List every line of the records that contains the word "leafy".

>> start

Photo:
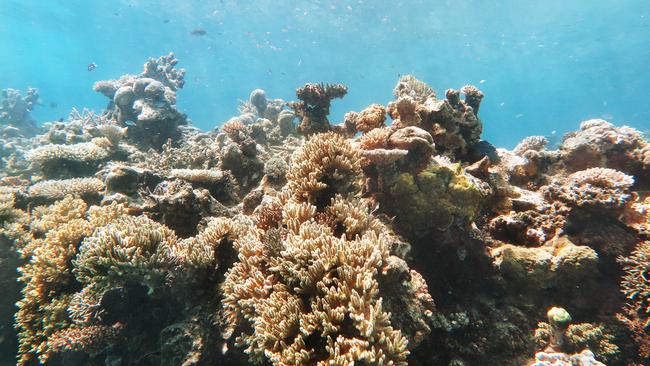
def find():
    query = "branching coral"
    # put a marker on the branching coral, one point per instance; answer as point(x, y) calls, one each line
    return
point(327, 165)
point(148, 100)
point(314, 106)
point(131, 249)
point(48, 280)
point(314, 287)
point(635, 285)
point(315, 300)
point(69, 160)
point(433, 199)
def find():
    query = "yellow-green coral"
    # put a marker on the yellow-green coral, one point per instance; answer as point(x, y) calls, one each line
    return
point(431, 200)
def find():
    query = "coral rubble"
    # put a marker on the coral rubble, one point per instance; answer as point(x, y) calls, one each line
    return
point(281, 237)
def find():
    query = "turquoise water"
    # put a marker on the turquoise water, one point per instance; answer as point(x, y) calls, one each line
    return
point(543, 65)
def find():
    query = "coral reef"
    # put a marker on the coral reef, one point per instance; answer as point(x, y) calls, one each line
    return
point(14, 110)
point(635, 285)
point(128, 236)
point(314, 106)
point(148, 101)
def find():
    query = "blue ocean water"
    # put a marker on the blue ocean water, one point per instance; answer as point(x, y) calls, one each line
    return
point(543, 65)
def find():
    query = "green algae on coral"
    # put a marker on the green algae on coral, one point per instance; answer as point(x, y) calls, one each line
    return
point(433, 199)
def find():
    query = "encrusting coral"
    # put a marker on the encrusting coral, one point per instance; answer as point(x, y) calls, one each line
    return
point(281, 237)
point(316, 277)
point(148, 100)
point(15, 110)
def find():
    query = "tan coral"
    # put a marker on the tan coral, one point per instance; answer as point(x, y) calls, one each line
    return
point(131, 248)
point(326, 165)
point(374, 116)
point(88, 188)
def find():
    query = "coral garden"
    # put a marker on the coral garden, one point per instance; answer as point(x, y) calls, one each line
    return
point(395, 237)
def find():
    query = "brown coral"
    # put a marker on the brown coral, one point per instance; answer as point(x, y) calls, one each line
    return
point(327, 165)
point(374, 116)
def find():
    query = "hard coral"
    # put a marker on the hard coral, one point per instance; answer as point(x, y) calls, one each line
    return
point(327, 165)
point(452, 122)
point(598, 143)
point(374, 116)
point(635, 285)
point(594, 188)
point(147, 100)
point(314, 106)
point(314, 300)
point(131, 249)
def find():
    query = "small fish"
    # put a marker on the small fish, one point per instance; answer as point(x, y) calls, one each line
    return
point(198, 31)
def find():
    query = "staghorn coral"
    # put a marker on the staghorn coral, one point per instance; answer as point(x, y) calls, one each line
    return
point(316, 284)
point(337, 280)
point(90, 189)
point(326, 165)
point(314, 106)
point(48, 280)
point(635, 285)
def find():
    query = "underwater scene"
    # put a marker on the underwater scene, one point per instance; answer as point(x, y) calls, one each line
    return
point(312, 182)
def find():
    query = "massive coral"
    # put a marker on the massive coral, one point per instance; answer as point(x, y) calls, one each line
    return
point(148, 101)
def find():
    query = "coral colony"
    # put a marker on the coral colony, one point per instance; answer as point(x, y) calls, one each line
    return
point(394, 237)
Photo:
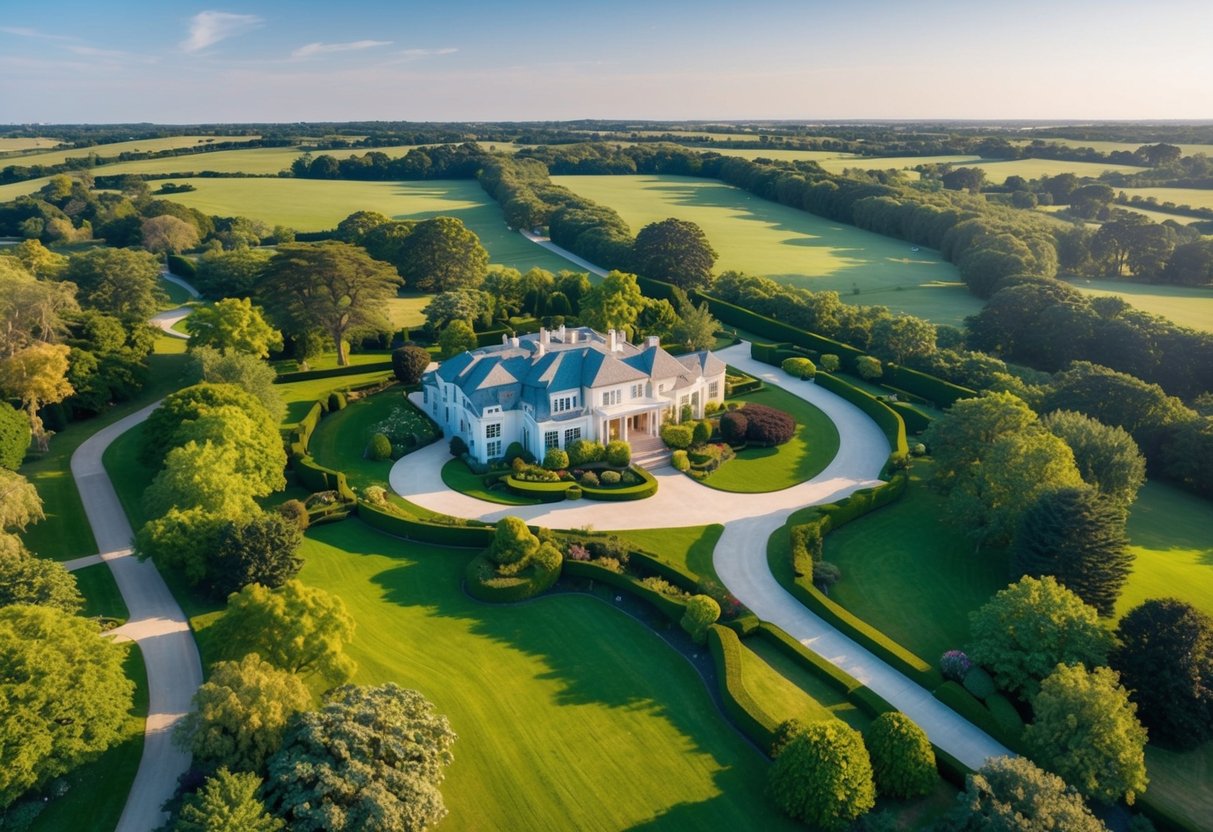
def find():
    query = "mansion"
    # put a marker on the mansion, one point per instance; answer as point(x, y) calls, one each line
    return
point(557, 386)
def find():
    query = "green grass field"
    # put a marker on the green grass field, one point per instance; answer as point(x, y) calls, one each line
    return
point(1188, 306)
point(318, 205)
point(531, 688)
point(759, 237)
point(18, 144)
point(1192, 197)
point(64, 534)
point(757, 469)
point(56, 157)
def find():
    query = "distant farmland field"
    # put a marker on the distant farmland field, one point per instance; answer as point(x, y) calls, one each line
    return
point(761, 237)
point(322, 204)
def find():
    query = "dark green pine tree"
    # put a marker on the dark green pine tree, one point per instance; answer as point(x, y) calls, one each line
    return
point(1077, 536)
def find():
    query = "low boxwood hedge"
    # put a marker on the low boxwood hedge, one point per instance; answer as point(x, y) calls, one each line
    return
point(745, 712)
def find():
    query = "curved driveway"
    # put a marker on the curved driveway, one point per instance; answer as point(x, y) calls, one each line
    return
point(740, 556)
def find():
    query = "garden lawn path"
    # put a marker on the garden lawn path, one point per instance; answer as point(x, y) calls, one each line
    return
point(740, 556)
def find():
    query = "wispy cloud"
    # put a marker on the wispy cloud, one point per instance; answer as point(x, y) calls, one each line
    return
point(24, 32)
point(209, 28)
point(325, 49)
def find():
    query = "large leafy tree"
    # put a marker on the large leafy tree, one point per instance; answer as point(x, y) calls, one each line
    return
point(1029, 628)
point(614, 303)
point(328, 286)
point(299, 628)
point(13, 437)
point(1108, 457)
point(258, 548)
point(227, 802)
point(233, 325)
point(1077, 536)
point(440, 255)
point(241, 712)
point(992, 459)
point(676, 251)
point(1012, 795)
point(64, 695)
point(36, 375)
point(119, 281)
point(1165, 659)
point(371, 759)
point(823, 776)
point(1087, 731)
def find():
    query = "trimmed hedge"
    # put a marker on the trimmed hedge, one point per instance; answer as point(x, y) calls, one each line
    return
point(497, 590)
point(332, 372)
point(410, 528)
point(671, 608)
point(739, 705)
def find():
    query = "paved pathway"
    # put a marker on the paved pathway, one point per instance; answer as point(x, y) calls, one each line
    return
point(740, 556)
point(155, 624)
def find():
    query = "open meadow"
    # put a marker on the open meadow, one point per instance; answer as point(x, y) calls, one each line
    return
point(759, 237)
point(320, 204)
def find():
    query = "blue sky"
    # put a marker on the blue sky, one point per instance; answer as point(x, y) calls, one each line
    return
point(278, 61)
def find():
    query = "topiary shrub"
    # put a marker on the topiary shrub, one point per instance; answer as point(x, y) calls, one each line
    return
point(556, 460)
point(379, 448)
point(678, 437)
point(584, 451)
point(824, 776)
point(733, 427)
point(979, 683)
point(768, 426)
point(618, 454)
point(799, 368)
point(903, 761)
point(955, 665)
point(409, 364)
point(701, 613)
point(296, 512)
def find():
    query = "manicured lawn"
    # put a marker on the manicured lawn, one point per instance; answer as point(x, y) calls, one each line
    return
point(317, 205)
point(457, 477)
point(1188, 306)
point(689, 547)
point(101, 594)
point(1171, 531)
point(96, 792)
point(759, 237)
point(570, 714)
point(912, 576)
point(64, 534)
point(808, 452)
point(341, 438)
point(789, 691)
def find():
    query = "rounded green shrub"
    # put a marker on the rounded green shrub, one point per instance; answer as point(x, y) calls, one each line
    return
point(701, 613)
point(677, 436)
point(584, 451)
point(903, 761)
point(823, 776)
point(556, 460)
point(618, 452)
point(380, 448)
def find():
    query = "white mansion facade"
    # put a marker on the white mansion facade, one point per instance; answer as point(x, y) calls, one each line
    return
point(558, 386)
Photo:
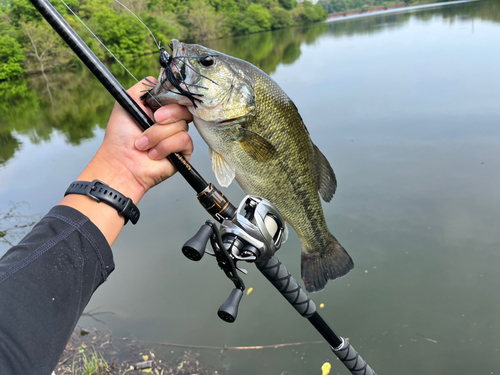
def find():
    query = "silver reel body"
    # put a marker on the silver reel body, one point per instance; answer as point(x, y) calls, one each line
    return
point(258, 223)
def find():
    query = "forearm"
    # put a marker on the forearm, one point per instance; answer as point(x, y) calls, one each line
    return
point(45, 283)
point(103, 216)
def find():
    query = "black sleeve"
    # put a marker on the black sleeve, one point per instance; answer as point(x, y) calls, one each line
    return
point(45, 283)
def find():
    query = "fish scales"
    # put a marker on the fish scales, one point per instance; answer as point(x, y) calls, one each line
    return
point(257, 136)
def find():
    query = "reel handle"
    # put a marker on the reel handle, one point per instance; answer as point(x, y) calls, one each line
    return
point(194, 248)
point(229, 309)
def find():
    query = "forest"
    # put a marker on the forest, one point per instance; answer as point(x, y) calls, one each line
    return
point(28, 44)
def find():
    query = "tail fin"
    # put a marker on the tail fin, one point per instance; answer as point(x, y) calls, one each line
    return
point(329, 263)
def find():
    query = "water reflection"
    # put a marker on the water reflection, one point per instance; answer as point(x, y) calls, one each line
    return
point(80, 103)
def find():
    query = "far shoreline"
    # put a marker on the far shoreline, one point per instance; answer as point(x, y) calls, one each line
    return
point(381, 10)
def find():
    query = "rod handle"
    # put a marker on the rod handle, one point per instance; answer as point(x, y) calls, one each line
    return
point(279, 276)
point(352, 360)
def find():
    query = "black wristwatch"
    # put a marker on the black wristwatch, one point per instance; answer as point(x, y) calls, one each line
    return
point(101, 192)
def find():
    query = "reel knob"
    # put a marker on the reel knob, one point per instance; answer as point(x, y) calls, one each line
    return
point(229, 309)
point(194, 248)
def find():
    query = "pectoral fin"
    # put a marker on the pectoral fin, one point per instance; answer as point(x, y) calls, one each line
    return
point(257, 147)
point(327, 183)
point(223, 171)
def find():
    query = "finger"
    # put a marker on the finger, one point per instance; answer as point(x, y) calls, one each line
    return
point(180, 142)
point(172, 113)
point(140, 89)
point(157, 133)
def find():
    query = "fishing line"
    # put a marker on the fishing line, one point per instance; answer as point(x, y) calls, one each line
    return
point(102, 44)
point(195, 142)
point(111, 53)
point(143, 24)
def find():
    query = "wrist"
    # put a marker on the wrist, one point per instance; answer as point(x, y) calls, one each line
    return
point(114, 175)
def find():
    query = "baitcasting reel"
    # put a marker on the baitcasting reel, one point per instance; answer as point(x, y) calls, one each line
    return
point(255, 233)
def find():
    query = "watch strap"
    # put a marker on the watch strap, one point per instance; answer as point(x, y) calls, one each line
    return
point(100, 192)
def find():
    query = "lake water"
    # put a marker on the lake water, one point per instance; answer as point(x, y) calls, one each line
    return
point(406, 107)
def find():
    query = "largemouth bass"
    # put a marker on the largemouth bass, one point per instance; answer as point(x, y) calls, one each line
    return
point(256, 136)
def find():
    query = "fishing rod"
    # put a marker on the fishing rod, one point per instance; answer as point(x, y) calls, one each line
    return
point(251, 233)
point(216, 204)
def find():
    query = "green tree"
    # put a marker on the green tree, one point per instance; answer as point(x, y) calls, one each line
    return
point(280, 18)
point(257, 18)
point(11, 57)
point(288, 4)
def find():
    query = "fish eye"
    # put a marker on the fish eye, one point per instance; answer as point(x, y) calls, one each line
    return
point(206, 61)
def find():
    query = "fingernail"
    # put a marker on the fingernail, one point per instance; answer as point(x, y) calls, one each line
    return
point(162, 115)
point(142, 143)
point(153, 154)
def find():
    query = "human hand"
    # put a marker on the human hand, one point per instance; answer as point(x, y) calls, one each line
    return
point(133, 161)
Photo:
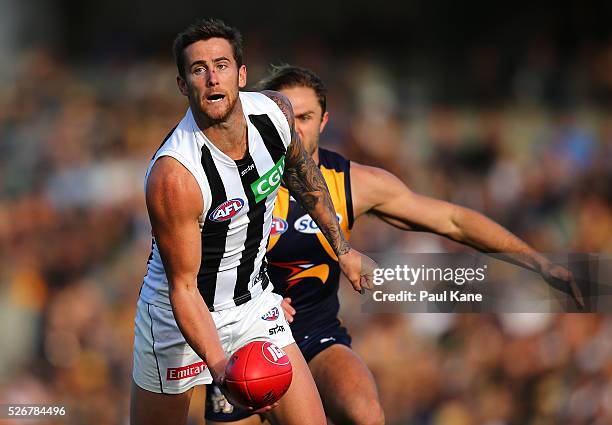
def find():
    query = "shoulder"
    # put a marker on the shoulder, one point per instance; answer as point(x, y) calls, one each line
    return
point(372, 186)
point(172, 186)
point(368, 174)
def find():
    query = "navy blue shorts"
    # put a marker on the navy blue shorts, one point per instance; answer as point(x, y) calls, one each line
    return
point(309, 345)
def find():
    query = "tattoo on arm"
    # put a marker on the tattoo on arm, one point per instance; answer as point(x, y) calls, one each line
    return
point(306, 183)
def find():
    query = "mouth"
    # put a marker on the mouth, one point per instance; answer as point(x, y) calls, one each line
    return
point(214, 98)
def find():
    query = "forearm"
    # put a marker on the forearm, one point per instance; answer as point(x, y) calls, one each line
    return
point(196, 325)
point(307, 185)
point(483, 234)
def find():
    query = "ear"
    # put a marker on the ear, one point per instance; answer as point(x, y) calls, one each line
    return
point(324, 120)
point(242, 76)
point(180, 81)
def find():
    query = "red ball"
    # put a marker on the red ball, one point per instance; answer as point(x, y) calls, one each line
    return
point(258, 374)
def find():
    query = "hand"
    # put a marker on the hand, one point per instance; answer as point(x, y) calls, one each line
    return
point(219, 402)
point(287, 309)
point(561, 278)
point(359, 269)
point(218, 374)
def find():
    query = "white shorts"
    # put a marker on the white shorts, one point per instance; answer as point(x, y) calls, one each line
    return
point(165, 363)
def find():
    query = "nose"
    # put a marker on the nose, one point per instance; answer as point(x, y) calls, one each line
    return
point(298, 129)
point(212, 79)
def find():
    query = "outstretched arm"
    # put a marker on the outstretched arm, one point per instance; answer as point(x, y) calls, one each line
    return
point(380, 193)
point(306, 183)
point(174, 203)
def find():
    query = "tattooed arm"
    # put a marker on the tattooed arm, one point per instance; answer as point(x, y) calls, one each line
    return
point(306, 183)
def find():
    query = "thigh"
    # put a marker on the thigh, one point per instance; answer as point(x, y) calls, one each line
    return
point(149, 408)
point(346, 386)
point(301, 405)
point(163, 361)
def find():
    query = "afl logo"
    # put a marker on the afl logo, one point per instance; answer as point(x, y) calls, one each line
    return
point(305, 224)
point(279, 226)
point(226, 210)
point(271, 315)
point(274, 354)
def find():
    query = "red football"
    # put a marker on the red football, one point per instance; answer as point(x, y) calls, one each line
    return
point(258, 374)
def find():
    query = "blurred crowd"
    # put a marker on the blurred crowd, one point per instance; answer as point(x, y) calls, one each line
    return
point(75, 140)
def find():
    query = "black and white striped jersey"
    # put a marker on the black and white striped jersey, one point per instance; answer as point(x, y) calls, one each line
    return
point(238, 203)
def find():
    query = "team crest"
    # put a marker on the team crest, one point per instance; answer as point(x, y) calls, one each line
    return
point(279, 226)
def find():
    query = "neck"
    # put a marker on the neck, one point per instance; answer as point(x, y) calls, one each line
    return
point(315, 155)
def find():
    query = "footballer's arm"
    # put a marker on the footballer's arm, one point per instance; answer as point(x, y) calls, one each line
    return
point(174, 203)
point(378, 192)
point(306, 183)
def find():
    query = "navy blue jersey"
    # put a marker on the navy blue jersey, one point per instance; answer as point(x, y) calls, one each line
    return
point(301, 263)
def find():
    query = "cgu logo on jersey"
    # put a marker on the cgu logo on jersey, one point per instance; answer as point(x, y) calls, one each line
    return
point(267, 183)
point(271, 315)
point(279, 226)
point(305, 224)
point(227, 210)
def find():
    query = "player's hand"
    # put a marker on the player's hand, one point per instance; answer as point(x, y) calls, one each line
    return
point(359, 270)
point(218, 375)
point(287, 309)
point(561, 278)
point(219, 402)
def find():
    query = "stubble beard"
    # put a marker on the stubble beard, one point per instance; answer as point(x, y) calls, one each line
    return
point(217, 118)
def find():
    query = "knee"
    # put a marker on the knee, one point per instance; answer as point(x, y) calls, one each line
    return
point(368, 414)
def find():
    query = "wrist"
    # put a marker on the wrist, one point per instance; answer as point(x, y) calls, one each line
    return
point(216, 365)
point(343, 249)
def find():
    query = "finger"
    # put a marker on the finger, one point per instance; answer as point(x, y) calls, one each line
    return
point(267, 408)
point(356, 283)
point(576, 293)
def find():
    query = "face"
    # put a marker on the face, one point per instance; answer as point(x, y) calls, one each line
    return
point(212, 78)
point(309, 118)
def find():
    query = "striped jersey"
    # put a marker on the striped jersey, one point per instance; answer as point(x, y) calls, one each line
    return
point(238, 200)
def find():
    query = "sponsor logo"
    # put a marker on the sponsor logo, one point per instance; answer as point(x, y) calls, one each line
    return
point(226, 210)
point(305, 224)
point(276, 329)
point(178, 373)
point(247, 169)
point(271, 315)
point(274, 354)
point(266, 184)
point(279, 226)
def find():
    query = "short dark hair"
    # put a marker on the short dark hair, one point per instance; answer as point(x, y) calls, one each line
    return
point(203, 29)
point(287, 76)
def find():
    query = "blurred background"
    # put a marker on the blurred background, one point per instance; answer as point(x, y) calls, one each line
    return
point(501, 106)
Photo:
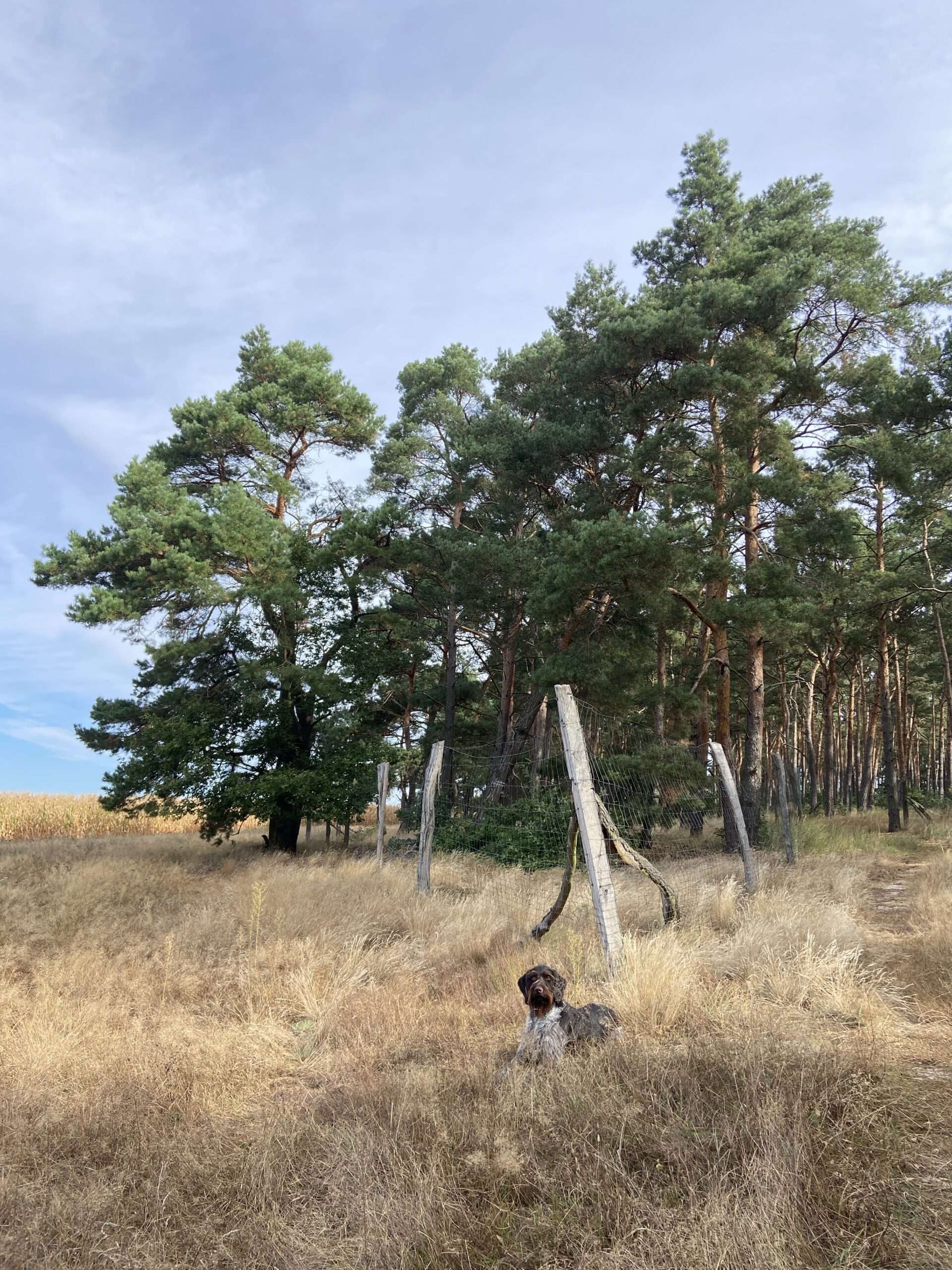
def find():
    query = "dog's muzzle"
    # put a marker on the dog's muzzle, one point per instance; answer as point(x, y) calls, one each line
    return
point(540, 996)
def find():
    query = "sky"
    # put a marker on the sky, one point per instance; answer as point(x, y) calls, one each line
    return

>> end

*Response to the task:*
    query = "large leafy tree"
    # put a marker on the large leafy tree, one point per instance; answer as point(x, y) calls, one each line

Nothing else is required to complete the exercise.